WRITTEN EXERCISE
Do not include the pictures; repeat the rest of the data exactly.

ENTRIES SUPPLIED

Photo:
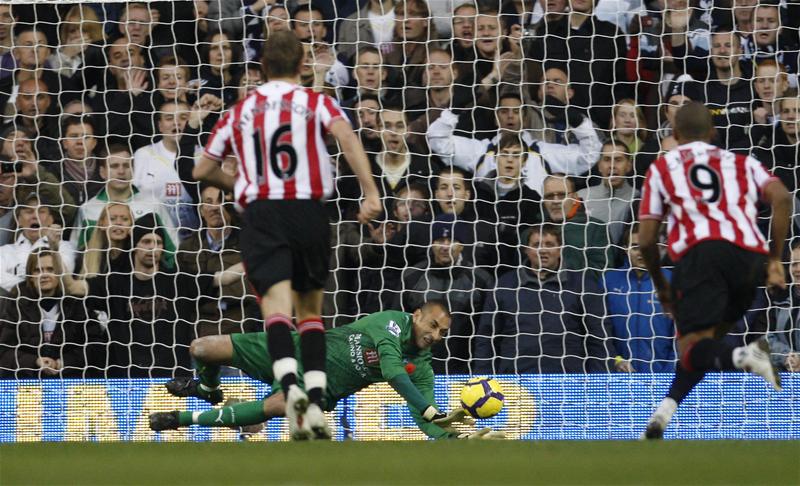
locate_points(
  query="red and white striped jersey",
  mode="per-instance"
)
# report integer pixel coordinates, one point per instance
(711, 194)
(276, 134)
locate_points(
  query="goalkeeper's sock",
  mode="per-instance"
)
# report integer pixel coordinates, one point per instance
(208, 375)
(247, 413)
(281, 349)
(708, 354)
(312, 349)
(683, 383)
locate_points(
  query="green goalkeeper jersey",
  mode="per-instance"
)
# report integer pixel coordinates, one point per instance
(374, 349)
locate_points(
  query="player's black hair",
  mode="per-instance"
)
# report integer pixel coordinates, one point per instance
(436, 303)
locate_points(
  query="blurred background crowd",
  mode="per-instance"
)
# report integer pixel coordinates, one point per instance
(509, 141)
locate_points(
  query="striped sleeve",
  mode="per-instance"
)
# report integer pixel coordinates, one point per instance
(652, 206)
(329, 111)
(219, 142)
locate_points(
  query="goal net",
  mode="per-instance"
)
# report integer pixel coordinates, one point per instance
(509, 142)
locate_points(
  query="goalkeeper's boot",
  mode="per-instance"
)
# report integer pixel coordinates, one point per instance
(164, 421)
(187, 387)
(755, 358)
(316, 423)
(659, 420)
(296, 407)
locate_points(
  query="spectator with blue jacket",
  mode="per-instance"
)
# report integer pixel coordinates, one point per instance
(643, 334)
(543, 319)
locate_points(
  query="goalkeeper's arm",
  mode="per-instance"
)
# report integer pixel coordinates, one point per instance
(422, 409)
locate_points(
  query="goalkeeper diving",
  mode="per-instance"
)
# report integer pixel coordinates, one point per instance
(388, 346)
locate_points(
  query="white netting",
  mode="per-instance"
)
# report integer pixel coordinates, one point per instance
(97, 100)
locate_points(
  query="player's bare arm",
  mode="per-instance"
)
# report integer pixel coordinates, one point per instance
(357, 158)
(209, 171)
(776, 194)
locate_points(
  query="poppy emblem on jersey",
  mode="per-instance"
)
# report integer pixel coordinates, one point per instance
(371, 357)
(393, 329)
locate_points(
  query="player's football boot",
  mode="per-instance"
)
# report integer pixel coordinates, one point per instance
(187, 387)
(164, 421)
(659, 420)
(755, 358)
(296, 407)
(316, 423)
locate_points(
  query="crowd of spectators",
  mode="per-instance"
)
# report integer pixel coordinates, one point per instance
(508, 139)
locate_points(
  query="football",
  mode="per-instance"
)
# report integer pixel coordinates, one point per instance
(482, 397)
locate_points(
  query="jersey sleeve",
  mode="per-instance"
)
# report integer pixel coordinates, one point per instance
(423, 379)
(219, 142)
(329, 111)
(652, 206)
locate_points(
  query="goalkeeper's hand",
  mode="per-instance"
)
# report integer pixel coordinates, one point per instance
(458, 416)
(432, 414)
(485, 433)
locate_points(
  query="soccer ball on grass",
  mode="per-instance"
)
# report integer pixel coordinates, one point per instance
(482, 397)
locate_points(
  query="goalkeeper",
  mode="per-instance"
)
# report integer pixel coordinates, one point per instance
(386, 346)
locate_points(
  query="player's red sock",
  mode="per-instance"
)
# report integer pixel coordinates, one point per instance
(312, 349)
(708, 354)
(281, 349)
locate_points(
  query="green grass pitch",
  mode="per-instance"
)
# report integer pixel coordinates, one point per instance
(450, 462)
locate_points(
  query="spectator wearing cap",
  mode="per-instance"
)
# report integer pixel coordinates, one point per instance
(116, 168)
(772, 39)
(35, 114)
(454, 195)
(671, 38)
(593, 51)
(31, 175)
(612, 200)
(479, 156)
(585, 238)
(397, 165)
(770, 84)
(212, 249)
(149, 310)
(372, 25)
(448, 276)
(542, 318)
(407, 53)
(126, 99)
(729, 93)
(39, 225)
(44, 333)
(642, 332)
(369, 75)
(79, 170)
(505, 202)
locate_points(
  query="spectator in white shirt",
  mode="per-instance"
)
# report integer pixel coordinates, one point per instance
(38, 225)
(155, 170)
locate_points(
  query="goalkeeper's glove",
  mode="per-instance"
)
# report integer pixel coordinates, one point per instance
(485, 433)
(458, 416)
(431, 414)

THE SOLUTION
Photo:
locate_points(
  query="red and white striped jersey",
  mode="per-instance"
)
# report integer pixel coordinates, one point per instance
(711, 194)
(276, 134)
locate_points(
  query="goalkeeper's sock",
  mode="per-instance"
)
# report integer pixel coordinates, one point per instance
(208, 375)
(247, 413)
(281, 349)
(708, 354)
(312, 349)
(683, 383)
locate_points(
  query="green goalkeeper jersey",
  mode="per-instance"
)
# report integer pixel coordinates, one point per instance
(374, 349)
locate_points(
  query="player's black hair",
  mode="per-instance"
)
# report integer pixel coordinates, one point per instance
(436, 303)
locate_points(
  query="blurred background crowd",
  mode="per-instance"
)
# report integer pixel coordinates, one point per instance
(509, 141)
locate_points(
  query="striped sleeve",
  mode="per-instance"
)
# report integer pixel coordinates, one point per instance
(652, 206)
(329, 111)
(219, 142)
locate_points(
  query="goal net",
  mode="per-instance"
)
# report integer pixel coordinates, one point per instance
(509, 142)
locate_points(
  query="goalkeeper's boot",
  mode="per-instance"
)
# report integer pixel coordinates, one point per instance
(164, 421)
(187, 387)
(755, 358)
(316, 423)
(659, 420)
(296, 407)
locate_points(
  query="spectator with blue jacket",
  mode="per-instance"
)
# report integer pixel coordinates, one point per instance
(643, 334)
(543, 319)
locate_points(
  query="goalkeeper's arm",
  mode="per-instance"
)
# report integer pixel coordinates, one point per instance
(422, 409)
locate_points(
  query="goalkeeper diving",
  mode="per-instance"
)
# report integer pixel coordinates, one point per instance
(388, 346)
locate_points(
  query="white netting",
  mode="per-instance"
)
# report integer pixel coordinates, one point per instance
(97, 100)
locate_points(
  query="player's bare arm",
  mode="per-instance"
)
# report integer pixel coordinates, one point per instance
(357, 158)
(209, 171)
(776, 194)
locate_points(
  query="poppy emblem on jersey",
  mode="per-instance"
)
# report integer pixel coordinates, one point per instance
(371, 357)
(393, 329)
locate_points(
  query="player's football boot",
  mode="per-instance"
)
# report integer pixel coordinates, one point per instance
(187, 387)
(164, 421)
(659, 420)
(755, 358)
(296, 407)
(316, 423)
locate_points(
  query="crowd of spectators",
  mode="per-instance"
)
# report integer pixel coordinates, one point per instance
(508, 139)
locate_points(
  query="football",
  mode="per-instance"
)
# report integer pixel coordinates, one point per instance
(482, 397)
locate_points(
  query="jersey sleeve",
  mode="per-instance"
)
# report integer pixel coordinates, one point per instance
(423, 379)
(219, 142)
(329, 111)
(652, 206)
locate_points(
  query="goalkeeper's hand",
  mode="per-instance"
)
# report integer pixel coordinates, one point per instance
(458, 416)
(432, 414)
(485, 433)
locate_points(
  query="soccer ball on grass",
  mode="per-instance"
)
# report integer pixel coordinates, one point per instance
(482, 397)
locate_points(
  query="goalkeeper",
  mode="per-instance"
)
# report integer pixel coordinates, one point per instance
(386, 346)
locate_points(
  query="player's red sock",
  mode="per-instance"
)
# report integer pixel coordinates, one point per instance
(312, 349)
(708, 354)
(281, 349)
locate_points(
  query="green grass pitch",
  mode="per-instance"
)
# report integer pixel coordinates, one point per instance
(450, 462)
locate_points(
  query="spectator wearing cap",
  mode="per-instance"
)
# report integer pixel coordinates, one point per instance
(116, 168)
(772, 39)
(35, 114)
(454, 195)
(671, 38)
(593, 51)
(31, 175)
(612, 200)
(479, 156)
(585, 238)
(397, 165)
(770, 84)
(212, 249)
(149, 310)
(372, 25)
(448, 276)
(542, 318)
(407, 53)
(126, 99)
(729, 93)
(39, 225)
(44, 333)
(642, 332)
(369, 75)
(79, 170)
(505, 202)
locate_points(
  query="spectator in white shirt",
  mode="per-instance"
)
# report integer pixel coordinates, one point per instance
(38, 225)
(155, 170)
locate_points(
  query="goalkeeper's glove",
  mode="per-instance"
)
# report integer pixel coordinates, one point per instance
(485, 433)
(458, 416)
(431, 414)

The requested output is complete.